#### Exercise description:
Give back the full material exactly. Omit no line.

------------------------------------------------

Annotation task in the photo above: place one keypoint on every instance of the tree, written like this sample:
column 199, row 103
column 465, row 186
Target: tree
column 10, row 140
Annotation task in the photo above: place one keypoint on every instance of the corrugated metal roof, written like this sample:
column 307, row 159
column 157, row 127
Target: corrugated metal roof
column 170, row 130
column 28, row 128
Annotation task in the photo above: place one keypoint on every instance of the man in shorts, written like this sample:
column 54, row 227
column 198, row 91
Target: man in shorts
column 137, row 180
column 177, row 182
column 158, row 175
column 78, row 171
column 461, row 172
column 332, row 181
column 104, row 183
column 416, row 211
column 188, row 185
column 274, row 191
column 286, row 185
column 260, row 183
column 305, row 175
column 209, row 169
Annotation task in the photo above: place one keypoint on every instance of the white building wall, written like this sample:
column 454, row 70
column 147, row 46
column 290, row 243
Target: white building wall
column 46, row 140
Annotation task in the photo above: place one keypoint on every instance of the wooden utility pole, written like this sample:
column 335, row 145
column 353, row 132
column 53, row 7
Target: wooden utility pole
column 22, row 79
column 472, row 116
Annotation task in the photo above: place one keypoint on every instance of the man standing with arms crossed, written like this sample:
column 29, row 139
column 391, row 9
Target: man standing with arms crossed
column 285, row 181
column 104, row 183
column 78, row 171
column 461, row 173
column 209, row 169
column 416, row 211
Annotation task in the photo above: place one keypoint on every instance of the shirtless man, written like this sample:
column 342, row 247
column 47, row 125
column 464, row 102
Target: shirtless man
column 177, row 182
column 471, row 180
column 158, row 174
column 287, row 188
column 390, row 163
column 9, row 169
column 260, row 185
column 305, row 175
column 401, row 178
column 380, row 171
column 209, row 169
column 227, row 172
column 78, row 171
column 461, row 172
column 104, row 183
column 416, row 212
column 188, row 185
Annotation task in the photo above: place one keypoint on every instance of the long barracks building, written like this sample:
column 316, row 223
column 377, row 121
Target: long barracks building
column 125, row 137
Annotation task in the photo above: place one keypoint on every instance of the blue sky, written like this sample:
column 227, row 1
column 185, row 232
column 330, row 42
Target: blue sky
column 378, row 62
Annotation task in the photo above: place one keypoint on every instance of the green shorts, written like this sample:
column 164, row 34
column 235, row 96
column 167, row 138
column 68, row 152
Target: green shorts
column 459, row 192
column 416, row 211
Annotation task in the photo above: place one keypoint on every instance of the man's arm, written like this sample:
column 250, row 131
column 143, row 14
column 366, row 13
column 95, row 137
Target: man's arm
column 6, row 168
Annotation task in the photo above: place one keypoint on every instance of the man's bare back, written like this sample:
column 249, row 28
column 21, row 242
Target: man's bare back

------------------------------------------------

#### Solution to this problem:
Annotation task in the photo above: place one keypoint on every instance of the tree, written like this sample:
column 199, row 103
column 465, row 186
Target: tree
column 10, row 140
Annotation task in the photo above: place one keypoint on every instance of the corrugated metal roof, written like this sample:
column 307, row 159
column 157, row 127
Target: corrugated metal roof
column 170, row 130
column 28, row 128
Annotation task in the photo above: place one keypoint on every instance of the man in shorts, written like this sample:
column 54, row 227
column 198, row 91
Target: man in shorts
column 137, row 180
column 177, row 182
column 158, row 175
column 78, row 171
column 461, row 172
column 332, row 181
column 104, row 183
column 416, row 211
column 188, row 185
column 274, row 191
column 286, row 185
column 260, row 183
column 305, row 175
column 209, row 169
Annotation task in the photo above: place one keypoint on every instance of the white building wall, written like this sample:
column 454, row 70
column 147, row 46
column 290, row 243
Target: white building wall
column 46, row 140
Annotation task in the photo above: place one keypoint on every instance of the wooden utility pole, written like this sample:
column 335, row 145
column 353, row 132
column 53, row 7
Target: wooden utility pole
column 22, row 79
column 472, row 116
Annotation task in the photo above: place one keypoint on every instance of the man standing with arms crossed, written like this sample:
column 29, row 139
column 391, row 9
Target: man standing with arms crossed
column 285, row 181
column 104, row 183
column 78, row 171
column 461, row 173
column 209, row 169
column 416, row 211
Annotation task in the photo above: place one keypoint on every instance of the shirtless man, written like this sample:
column 342, row 247
column 47, row 125
column 464, row 102
Target: shirtless man
column 177, row 182
column 471, row 180
column 158, row 174
column 287, row 188
column 390, row 163
column 9, row 169
column 260, row 185
column 305, row 175
column 401, row 178
column 380, row 171
column 209, row 169
column 227, row 172
column 78, row 171
column 461, row 172
column 104, row 183
column 416, row 212
column 188, row 185
Annotation task in the photo above: place one keypoint on every instance of the long barracks building, written like this sample:
column 316, row 223
column 377, row 121
Target: long barracks building
column 125, row 137
Annotation task in the photo above: place one keypoint on every instance of the blue sky, written like this sample:
column 227, row 1
column 185, row 232
column 330, row 42
Target: blue sky
column 378, row 62
Annotation task in the photo above: place one keypoint on every instance of the green shorts, written like this sample:
column 164, row 34
column 235, row 96
column 167, row 138
column 68, row 152
Target: green shorts
column 459, row 192
column 416, row 211
Annotation task in the photo above: place one keypoint on every instance of the man's arm, written like this sample:
column 250, row 131
column 143, row 14
column 366, row 13
column 95, row 137
Target: man's arm
column 6, row 168
Annotation task in the photo above: place one keypoint on every instance of the man's bare back, written like this sample:
column 249, row 28
column 21, row 242
Target: man's bare back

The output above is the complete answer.